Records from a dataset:
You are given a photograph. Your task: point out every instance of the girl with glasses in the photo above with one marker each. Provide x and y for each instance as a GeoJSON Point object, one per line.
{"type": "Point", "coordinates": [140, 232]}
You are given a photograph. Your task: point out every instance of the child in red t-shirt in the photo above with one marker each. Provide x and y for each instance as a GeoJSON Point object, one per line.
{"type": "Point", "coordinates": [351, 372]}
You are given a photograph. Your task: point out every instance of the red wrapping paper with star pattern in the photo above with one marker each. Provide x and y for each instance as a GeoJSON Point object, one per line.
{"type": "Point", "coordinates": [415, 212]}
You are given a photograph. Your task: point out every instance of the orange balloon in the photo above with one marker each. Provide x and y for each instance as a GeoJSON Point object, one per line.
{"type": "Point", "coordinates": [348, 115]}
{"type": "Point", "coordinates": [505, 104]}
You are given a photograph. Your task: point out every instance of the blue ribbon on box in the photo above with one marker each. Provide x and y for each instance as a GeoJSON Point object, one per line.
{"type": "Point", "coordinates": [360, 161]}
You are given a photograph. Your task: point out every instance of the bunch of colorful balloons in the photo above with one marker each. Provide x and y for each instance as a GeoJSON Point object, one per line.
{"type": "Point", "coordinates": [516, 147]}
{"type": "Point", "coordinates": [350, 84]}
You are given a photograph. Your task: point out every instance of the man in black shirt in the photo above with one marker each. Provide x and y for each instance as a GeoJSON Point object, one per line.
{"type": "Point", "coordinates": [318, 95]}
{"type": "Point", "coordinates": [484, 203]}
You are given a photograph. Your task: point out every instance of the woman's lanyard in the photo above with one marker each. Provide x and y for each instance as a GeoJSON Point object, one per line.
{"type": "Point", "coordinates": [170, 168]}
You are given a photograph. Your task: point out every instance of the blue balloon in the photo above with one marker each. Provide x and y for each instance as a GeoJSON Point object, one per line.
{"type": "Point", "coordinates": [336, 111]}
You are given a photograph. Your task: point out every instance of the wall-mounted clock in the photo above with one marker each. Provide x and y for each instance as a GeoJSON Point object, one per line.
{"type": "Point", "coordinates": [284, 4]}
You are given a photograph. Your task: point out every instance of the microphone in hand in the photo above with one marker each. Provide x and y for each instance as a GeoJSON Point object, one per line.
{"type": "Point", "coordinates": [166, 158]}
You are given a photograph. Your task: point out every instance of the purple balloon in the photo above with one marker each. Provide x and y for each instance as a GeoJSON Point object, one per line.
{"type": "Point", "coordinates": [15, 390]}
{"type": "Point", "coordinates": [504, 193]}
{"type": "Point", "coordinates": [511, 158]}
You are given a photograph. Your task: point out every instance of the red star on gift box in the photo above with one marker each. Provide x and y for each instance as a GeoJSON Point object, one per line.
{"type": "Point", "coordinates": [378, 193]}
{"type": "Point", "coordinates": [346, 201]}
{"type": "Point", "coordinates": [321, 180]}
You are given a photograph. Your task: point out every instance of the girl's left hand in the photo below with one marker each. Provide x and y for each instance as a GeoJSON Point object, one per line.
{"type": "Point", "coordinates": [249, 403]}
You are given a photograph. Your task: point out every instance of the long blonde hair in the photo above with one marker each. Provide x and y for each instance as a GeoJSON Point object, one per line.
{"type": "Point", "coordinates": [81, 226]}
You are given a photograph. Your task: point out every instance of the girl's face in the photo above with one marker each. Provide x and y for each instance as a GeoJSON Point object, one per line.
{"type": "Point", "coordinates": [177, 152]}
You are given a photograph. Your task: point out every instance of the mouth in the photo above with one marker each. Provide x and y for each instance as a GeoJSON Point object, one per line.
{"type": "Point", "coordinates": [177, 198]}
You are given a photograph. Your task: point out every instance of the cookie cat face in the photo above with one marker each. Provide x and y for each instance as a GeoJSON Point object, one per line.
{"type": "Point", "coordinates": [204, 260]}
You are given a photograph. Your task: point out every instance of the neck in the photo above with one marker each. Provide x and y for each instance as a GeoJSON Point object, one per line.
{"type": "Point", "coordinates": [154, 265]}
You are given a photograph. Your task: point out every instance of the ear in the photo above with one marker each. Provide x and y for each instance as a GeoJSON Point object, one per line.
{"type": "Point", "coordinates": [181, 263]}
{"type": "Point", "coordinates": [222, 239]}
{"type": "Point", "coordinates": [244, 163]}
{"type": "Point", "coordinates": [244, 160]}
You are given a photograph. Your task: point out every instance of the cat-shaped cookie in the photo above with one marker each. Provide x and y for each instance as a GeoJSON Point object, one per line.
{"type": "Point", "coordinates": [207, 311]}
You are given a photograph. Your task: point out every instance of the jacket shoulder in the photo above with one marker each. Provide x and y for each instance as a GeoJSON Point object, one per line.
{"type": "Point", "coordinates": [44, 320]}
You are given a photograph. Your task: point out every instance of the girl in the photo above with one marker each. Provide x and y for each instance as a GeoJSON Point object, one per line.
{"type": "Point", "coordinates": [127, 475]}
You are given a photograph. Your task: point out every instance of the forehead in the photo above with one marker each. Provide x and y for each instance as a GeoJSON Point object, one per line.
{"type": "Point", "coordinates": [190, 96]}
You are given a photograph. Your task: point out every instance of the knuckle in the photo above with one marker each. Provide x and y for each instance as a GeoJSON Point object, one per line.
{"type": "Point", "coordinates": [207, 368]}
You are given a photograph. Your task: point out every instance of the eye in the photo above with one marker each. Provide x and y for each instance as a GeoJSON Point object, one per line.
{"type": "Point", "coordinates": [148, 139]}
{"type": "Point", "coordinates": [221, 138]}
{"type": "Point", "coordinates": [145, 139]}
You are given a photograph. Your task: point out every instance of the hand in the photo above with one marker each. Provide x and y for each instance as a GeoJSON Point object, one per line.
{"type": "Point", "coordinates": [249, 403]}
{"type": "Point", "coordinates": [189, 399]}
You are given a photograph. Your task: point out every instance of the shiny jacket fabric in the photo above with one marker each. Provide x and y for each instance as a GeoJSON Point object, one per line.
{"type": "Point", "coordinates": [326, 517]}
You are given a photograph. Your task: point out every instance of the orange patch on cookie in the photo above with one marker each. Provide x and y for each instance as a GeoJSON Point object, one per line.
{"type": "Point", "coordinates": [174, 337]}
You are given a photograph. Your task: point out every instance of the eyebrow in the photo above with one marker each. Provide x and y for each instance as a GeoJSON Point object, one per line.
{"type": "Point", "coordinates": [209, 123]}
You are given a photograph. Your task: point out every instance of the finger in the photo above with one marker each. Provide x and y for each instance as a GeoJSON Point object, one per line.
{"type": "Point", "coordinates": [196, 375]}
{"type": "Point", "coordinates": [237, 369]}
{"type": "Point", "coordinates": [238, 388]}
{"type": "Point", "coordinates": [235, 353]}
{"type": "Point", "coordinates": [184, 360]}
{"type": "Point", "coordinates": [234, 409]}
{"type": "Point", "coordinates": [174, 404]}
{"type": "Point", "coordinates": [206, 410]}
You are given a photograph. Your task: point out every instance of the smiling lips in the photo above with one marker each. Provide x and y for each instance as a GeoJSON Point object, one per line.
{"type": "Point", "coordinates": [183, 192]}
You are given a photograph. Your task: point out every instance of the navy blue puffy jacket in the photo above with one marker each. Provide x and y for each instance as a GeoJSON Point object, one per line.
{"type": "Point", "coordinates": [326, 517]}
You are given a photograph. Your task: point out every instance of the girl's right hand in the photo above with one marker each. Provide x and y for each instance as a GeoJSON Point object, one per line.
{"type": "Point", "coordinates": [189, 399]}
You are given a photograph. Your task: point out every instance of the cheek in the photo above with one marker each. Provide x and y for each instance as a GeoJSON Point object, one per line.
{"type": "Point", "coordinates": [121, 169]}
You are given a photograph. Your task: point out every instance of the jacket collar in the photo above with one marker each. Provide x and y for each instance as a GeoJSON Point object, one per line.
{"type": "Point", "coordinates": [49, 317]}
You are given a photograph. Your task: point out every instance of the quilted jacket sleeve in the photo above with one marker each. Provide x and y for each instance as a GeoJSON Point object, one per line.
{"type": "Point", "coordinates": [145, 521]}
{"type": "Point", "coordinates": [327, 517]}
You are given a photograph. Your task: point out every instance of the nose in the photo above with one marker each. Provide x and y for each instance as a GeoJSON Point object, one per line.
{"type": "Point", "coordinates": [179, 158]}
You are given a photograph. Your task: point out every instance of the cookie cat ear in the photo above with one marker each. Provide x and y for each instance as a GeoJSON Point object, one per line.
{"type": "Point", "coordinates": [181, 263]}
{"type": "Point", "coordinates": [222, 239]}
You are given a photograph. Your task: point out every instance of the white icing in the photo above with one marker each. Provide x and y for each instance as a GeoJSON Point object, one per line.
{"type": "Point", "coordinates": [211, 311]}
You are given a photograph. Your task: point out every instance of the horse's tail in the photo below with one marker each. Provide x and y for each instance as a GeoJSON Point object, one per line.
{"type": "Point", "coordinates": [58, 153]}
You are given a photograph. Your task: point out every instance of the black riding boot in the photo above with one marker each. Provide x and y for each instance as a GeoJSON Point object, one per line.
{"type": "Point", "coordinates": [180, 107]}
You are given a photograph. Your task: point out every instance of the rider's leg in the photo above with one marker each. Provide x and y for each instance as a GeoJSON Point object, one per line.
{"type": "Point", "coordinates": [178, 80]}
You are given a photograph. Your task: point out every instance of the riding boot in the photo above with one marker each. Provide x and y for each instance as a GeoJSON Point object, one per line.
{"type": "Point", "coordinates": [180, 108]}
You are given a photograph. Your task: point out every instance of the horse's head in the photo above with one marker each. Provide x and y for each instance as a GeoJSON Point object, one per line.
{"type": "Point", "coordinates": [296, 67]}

* Problem details:
From the line with "the horse's head" to the final line of the data above, please reproduce every line exactly and add nothing.

* Exercise result:
You are given a photograph. Your task: point out every instance of the horse's head in the photo above with one marker each. Provide x and y for each instance as a GeoJSON Point object, one per line.
{"type": "Point", "coordinates": [296, 67]}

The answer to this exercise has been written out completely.